··· DATA EXCERPTS
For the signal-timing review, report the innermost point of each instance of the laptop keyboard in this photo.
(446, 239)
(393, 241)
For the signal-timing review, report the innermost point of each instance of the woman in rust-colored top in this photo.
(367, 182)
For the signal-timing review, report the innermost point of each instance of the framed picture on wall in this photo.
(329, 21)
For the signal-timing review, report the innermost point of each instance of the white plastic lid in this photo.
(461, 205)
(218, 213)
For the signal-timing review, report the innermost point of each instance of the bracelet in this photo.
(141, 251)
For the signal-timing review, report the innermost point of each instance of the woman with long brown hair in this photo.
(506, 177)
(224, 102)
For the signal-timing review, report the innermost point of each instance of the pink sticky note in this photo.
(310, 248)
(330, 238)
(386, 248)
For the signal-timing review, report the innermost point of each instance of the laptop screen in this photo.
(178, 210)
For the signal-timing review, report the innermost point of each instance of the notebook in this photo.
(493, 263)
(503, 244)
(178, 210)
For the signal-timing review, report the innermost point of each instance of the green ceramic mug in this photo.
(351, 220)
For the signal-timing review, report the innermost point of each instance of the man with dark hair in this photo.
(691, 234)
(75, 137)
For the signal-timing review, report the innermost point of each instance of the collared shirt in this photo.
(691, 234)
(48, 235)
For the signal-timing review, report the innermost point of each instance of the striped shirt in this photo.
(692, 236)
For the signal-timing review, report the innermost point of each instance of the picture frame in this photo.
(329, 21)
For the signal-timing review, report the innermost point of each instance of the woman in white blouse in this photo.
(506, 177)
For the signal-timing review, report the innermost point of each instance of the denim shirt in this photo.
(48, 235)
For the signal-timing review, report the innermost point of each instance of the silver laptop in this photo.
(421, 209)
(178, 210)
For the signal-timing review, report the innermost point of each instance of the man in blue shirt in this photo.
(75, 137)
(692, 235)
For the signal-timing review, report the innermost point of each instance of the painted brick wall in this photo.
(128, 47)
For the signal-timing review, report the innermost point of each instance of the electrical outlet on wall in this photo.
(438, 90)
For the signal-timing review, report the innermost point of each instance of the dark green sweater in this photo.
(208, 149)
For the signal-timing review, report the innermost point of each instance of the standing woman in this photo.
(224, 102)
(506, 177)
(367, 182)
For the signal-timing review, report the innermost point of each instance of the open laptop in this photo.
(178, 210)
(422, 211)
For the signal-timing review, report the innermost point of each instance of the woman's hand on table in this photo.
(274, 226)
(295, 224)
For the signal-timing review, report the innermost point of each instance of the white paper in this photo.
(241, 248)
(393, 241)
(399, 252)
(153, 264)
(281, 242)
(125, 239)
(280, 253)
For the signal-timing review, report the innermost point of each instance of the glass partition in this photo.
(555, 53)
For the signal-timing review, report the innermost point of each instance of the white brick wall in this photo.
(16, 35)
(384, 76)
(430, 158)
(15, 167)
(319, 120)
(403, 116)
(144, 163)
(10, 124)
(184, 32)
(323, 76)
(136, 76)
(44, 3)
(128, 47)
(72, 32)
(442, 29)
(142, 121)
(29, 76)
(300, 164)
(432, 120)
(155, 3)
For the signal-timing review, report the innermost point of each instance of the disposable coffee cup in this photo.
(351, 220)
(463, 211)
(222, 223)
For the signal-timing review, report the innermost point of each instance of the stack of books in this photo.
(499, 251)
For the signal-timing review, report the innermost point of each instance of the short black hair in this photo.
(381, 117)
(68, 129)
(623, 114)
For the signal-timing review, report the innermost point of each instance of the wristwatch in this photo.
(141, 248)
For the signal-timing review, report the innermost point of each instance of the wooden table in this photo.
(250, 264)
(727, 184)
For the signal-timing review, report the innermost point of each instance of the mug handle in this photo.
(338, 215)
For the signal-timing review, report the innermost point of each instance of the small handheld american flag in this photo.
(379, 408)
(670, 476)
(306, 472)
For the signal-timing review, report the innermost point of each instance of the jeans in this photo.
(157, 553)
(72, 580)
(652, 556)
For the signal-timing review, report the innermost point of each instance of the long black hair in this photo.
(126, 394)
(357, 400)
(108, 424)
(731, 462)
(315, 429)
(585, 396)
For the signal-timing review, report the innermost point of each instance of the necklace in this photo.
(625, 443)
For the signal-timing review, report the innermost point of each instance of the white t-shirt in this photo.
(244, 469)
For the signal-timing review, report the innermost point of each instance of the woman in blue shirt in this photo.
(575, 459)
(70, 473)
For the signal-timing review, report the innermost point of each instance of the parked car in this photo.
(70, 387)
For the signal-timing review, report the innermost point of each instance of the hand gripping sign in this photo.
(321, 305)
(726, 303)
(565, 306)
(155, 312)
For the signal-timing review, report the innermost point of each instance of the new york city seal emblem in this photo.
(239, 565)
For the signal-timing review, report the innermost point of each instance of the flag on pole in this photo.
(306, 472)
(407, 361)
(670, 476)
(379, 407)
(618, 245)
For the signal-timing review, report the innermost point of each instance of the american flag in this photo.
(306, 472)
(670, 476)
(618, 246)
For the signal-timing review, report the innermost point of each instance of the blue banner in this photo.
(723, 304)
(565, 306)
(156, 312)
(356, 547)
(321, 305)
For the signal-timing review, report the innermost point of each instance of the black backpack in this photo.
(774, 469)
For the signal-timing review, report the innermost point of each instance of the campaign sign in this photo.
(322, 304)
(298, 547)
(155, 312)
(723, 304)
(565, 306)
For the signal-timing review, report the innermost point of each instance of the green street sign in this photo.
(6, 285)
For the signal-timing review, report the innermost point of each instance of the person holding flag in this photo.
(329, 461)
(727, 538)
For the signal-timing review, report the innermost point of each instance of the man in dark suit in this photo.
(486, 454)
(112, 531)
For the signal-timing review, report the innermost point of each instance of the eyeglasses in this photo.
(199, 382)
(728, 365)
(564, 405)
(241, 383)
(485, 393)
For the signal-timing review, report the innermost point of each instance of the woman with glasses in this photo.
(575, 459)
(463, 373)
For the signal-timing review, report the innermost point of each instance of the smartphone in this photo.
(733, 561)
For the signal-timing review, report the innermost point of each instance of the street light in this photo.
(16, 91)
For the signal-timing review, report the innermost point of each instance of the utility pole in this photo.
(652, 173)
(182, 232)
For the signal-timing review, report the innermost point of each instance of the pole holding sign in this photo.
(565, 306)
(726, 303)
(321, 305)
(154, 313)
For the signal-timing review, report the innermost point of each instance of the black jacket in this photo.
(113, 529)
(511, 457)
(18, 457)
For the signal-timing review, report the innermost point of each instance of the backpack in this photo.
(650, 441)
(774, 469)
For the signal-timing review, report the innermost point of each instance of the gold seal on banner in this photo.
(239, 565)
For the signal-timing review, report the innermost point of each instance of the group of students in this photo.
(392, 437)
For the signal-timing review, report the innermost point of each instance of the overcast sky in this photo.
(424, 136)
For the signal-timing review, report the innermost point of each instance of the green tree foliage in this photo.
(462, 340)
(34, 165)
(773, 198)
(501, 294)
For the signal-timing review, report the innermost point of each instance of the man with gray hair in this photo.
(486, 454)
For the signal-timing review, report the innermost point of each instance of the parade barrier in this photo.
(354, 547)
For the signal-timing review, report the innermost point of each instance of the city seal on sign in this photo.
······
**EXERCISE**. Format every line of the material above as a Markdown table with the columns "No." and "Text", numbering the rows in order and omitting any blank lines.

**REPLY**.
| No. | Text |
|---|---|
| 1 | For the signal-timing review, report the innermost point of each instance of the laptop keyboard in this photo. |
| 2 | (446, 239) |
| 3 | (393, 241) |
| 4 | For the signal-timing review, report the innermost point of each instance of the woman in rust-colored top in this photo. |
| 5 | (367, 182) |
| 6 | For the signal-timing review, report the innermost point of each instance of the framed picture on wall in this photo. |
| 7 | (329, 21) |
| 8 | For the signal-timing review, report the innermost point of each instance of the white plastic lid in this photo. |
| 9 | (461, 205) |
| 10 | (218, 213) |
| 11 | For the signal-timing review, report the innermost point of each instance of the bracelet in this photo. |
| 12 | (141, 251) |
| 13 | For the signal-timing review, report the innermost point of each instance of the woman with long brown hair in this photo. |
| 14 | (506, 177) |
| 15 | (224, 102) |
| 16 | For the signal-timing review, report the innermost point of each instance of the pink sticky note in this photo. |
| 17 | (310, 248) |
| 18 | (330, 238) |
| 19 | (386, 248) |
| 20 | For the signal-timing review, report the innermost point of each instance of the laptop screen in this photo. |
| 21 | (178, 210) |
| 22 | For the signal-timing review, report the innermost point of each instance of the notebook in this photo. |
| 23 | (493, 263) |
| 24 | (503, 244) |
| 25 | (178, 210) |
| 26 | For the signal-timing review, report the innermost point of each instance of the green ceramic mug in this photo. |
| 27 | (351, 220) |
| 28 | For the signal-timing review, report the innermost point of each instance of the man with dark hair in this photo. |
| 29 | (691, 234) |
| 30 | (75, 137) |
| 31 | For the signal-timing review, report the innermost point of each instance of the collared shirt in this photo. |
| 32 | (691, 234) |
| 33 | (48, 235) |
| 34 | For the signal-timing review, report the innermost point of each instance of the striped shirt in this photo. |
| 35 | (692, 236) |
| 36 | For the signal-timing review, report the innermost point of each instance of the picture frame in this photo. |
| 37 | (329, 21) |
| 38 | For the signal-timing review, report the innermost point of each instance of the woman in white blouse in this photo. |
| 39 | (506, 177) |
| 40 | For the signal-timing review, report the innermost point of each instance of the denim shirt in this photo. |
| 41 | (48, 235) |
| 42 | For the signal-timing review, report the innermost point of each instance of the silver laptop in this photo. |
| 43 | (421, 209) |
| 44 | (178, 210) |
| 45 | For the signal-timing review, report the innermost point of each instance of the man in blue shirt in this photo. |
| 46 | (75, 137) |
| 47 | (692, 235) |
| 48 | For the signal-timing review, report the innermost point of each instance of the painted brick wall in this photo. |
| 49 | (128, 47) |
| 50 | For the signal-timing review, report the innermost point of each instance of the electrical outlet on wall in this photo. |
| 51 | (438, 90) |
| 52 | For the signal-timing review, report the innermost point of each instance of the dark green sweater in this photo. |
| 53 | (208, 149) |
| 54 | For the signal-timing review, report the innermost point of each instance of the standing woman in this photo. |
| 55 | (224, 102) |
| 56 | (506, 177) |
| 57 | (367, 182) |
| 58 | For the signal-timing review, report the innermost point of each instance of the open laptop in this photo. |
| 59 | (178, 210) |
| 60 | (422, 211) |
| 61 | For the signal-timing review, report the innermost point of each instance of the woman's hand on table in this photo. |
| 62 | (274, 226) |
| 63 | (295, 224) |
| 64 | For the signal-timing review, report the innermost point of each instance of the white paper in this photo. |
| 65 | (241, 248) |
| 66 | (393, 241) |
| 67 | (399, 252) |
| 68 | (153, 264) |
| 69 | (281, 242) |
| 70 | (125, 239) |
| 71 | (280, 253) |
| 72 | For the signal-timing review, report the innermost point of each instance of the glass partition in this photo. |
| 73 | (555, 53) |
| 74 | For the signal-timing review, report the innermost point of each instance of the white brick wall in this photo. |
| 75 | (16, 35) |
| 76 | (384, 76) |
| 77 | (430, 158) |
| 78 | (15, 167) |
| 79 | (319, 120) |
| 80 | (403, 116) |
| 81 | (144, 163) |
| 82 | (10, 124) |
| 83 | (184, 32) |
| 84 | (323, 76) |
| 85 | (136, 76) |
| 86 | (44, 3) |
| 87 | (128, 47) |
| 88 | (72, 32) |
| 89 | (442, 29) |
| 90 | (142, 121) |
| 91 | (29, 76) |
| 92 | (300, 164) |
| 93 | (432, 120) |
| 94 | (155, 3) |
| 95 | For the signal-timing review, report the innermost point of each instance of the disposable coffee cup in this photo. |
| 96 | (351, 220) |
| 97 | (463, 211) |
| 98 | (222, 223) |
| 99 | For the signal-timing review, report the innermost point of each instance of the stack of books in this photo. |
| 100 | (499, 251) |
| 101 | For the signal-timing review, report the innermost point of each instance of the short black hair in this photo. |
| 102 | (381, 117) |
| 103 | (68, 129) |
| 104 | (623, 114) |
| 105 | For the signal-timing review, report the innermost point of each instance of the wristwatch in this photo. |
| 106 | (141, 248) |
| 107 | For the signal-timing review, report the innermost point of each instance of the wooden table in this photo. |
| 108 | (250, 264) |
| 109 | (727, 184) |
| 110 | For the signal-timing review, report the innermost point of each instance of the mug handle in this photo. |
| 111 | (338, 215) |
| 112 | For the signal-timing review, report the innermost point of each instance of the small handheld american flag in this photo. |
| 113 | (379, 408) |
| 114 | (670, 476) |
| 115 | (306, 472) |
| 116 | For the signal-timing review, report the innermost point of each instance of the jeans in this photo. |
| 117 | (157, 553) |
| 118 | (72, 580) |
| 119 | (652, 556) |
| 120 | For the signal-timing review, report the innermost point of each instance of the long black hair in this photo. |
| 121 | (126, 394) |
| 122 | (357, 400) |
| 123 | (108, 424) |
| 124 | (731, 462) |
| 125 | (315, 429) |
| 126 | (585, 396) |
| 127 | For the signal-timing review, report the innermost point of each instance of the necklace in this photo. |
| 128 | (625, 443) |
| 129 | For the signal-timing review, report the innermost point of each instance of the white t-shirt in this photo. |
| 130 | (244, 469) |
| 131 | For the signal-timing review, report the innermost point of each instance of the woman in blue shirt in this photo. |
| 132 | (575, 459) |
| 133 | (70, 473) |
| 134 | For the signal-timing review, report the innermost point of each instance of the parked car in this photo. |
| 135 | (70, 387) |
| 136 | For the signal-timing review, report the innermost point of each instance of the hand gripping sign in this photo. |
| 137 | (321, 305) |
| 138 | (726, 303) |
| 139 | (565, 306) |
| 140 | (155, 312) |
| 141 | For the signal-timing review, report the innermost point of each instance of the new york city seal emblem in this photo. |
| 142 | (239, 565) |
| 143 | For the signal-timing review, report the innermost point of each instance of the flag on pole in this photo. |
| 144 | (306, 472) |
| 145 | (407, 361) |
| 146 | (670, 476) |
| 147 | (379, 407) |
| 148 | (618, 245) |
| 149 | For the signal-timing review, report the innermost point of each instance of the american flag in this photo. |
| 150 | (306, 472) |
| 151 | (670, 476) |
| 152 | (618, 246) |
| 153 | For the signal-timing review, report the innermost point of each instance of the blue banner in this photo. |
| 154 | (723, 304) |
| 155 | (565, 306) |
| 156 | (156, 312) |
| 157 | (356, 547) |
| 158 | (321, 305) |
| 159 | For the signal-timing review, report the innermost point of each instance of the black backpack in this photo. |
| 160 | (774, 469) |
| 161 | For the signal-timing review, report the innermost point of each instance of the campaign sign in this photo. |
| 162 | (322, 304) |
| 163 | (298, 547) |
| 164 | (155, 312) |
| 165 | (723, 304) |
| 166 | (565, 306) |
| 167 | For the signal-timing review, report the innermost point of each instance of the green street sign in this photo. |
| 168 | (6, 285) |
| 169 | For the signal-timing review, report the innermost point of each instance of the person holding flag in this photo. |
| 170 | (329, 461) |
| 171 | (727, 538) |
| 172 | For the signal-timing review, report the innermost point of each instance of the man in dark suit in this photo. |
| 173 | (486, 454) |
| 174 | (112, 531) |
| 175 | For the signal-timing review, report the innermost point of each instance of the eyeglasses in this photo. |
| 176 | (199, 382) |
| 177 | (728, 365) |
| 178 | (564, 405) |
| 179 | (241, 383) |
| 180 | (485, 393) |
| 181 | For the signal-timing review, report the innermost point of each instance of the woman with glasses in this photo. |
| 182 | (575, 459) |
| 183 | (463, 373) |
| 184 | For the signal-timing review, report the innermost point of each instance of the smartphone in this photo. |
| 185 | (733, 561) |
| 186 | For the signal-timing review, report the innermost point of each instance of the street light in this photo. |
| 187 | (16, 91) |
| 188 | For the signal-timing review, report the innermost point of each instance of the utility pole in this photo. |
| 189 | (652, 173) |
| 190 | (182, 232) |
| 191 | For the signal-timing review, report the innermost point of each instance of the pole holding sign in this photo. |
| 192 | (565, 306) |
| 193 | (726, 303) |
| 194 | (321, 305) |
| 195 | (154, 313) |
| 196 | For the signal-timing review, report the innermost point of each instance of the black jacket in this photo. |
| 197 | (113, 529) |
| 198 | (511, 457) |
| 199 | (18, 457) |
| 200 | For the signal-timing review, report the innermost point of each instance of the backpack in this photo. |
| 201 | (650, 441) |
| 202 | (774, 469) |
| 203 | For the signal-timing review, report the innermost point of each instance of the gold seal on banner in this photo. |
| 204 | (239, 565) |
| 205 | For the signal-timing review, report the innermost point of each instance of the group of students in this photo. |
| 206 | (392, 437) |
| 207 | For the signal-timing review, report the innermost point of each instance of the overcast sky in this photo. |
| 208 | (424, 136) |
| 209 | For the signal-timing review, report the innermost point of each instance of the green tree foliage in this photo. |
| 210 | (462, 340) |
| 211 | (34, 165) |
| 212 | (773, 198) |
| 213 | (501, 294) |
| 214 | For the signal-timing review, report the innermost point of each instance of the man with gray hair in this photo. |
| 215 | (486, 454) |
| 216 | For the signal-timing review, report the innermost point of each instance of the parade barrier in this photo. |
| 217 | (354, 547) |
| 218 | For the signal-timing review, report the innermost point of each instance of the city seal on sign in this photo. |